(Supplied records)

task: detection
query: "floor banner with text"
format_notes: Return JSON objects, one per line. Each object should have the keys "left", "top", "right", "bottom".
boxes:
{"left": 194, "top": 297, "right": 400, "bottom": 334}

(End Supplied records)

--- Work order ---
All the entries must be retyped exactly.

--- Answer box ---
task: detection
query: "floor banner with text"
format_notes: Return JSON objects, one per line. Each object should have the keys "left", "top", "right", "bottom".
boxes:
{"left": 194, "top": 297, "right": 400, "bottom": 334}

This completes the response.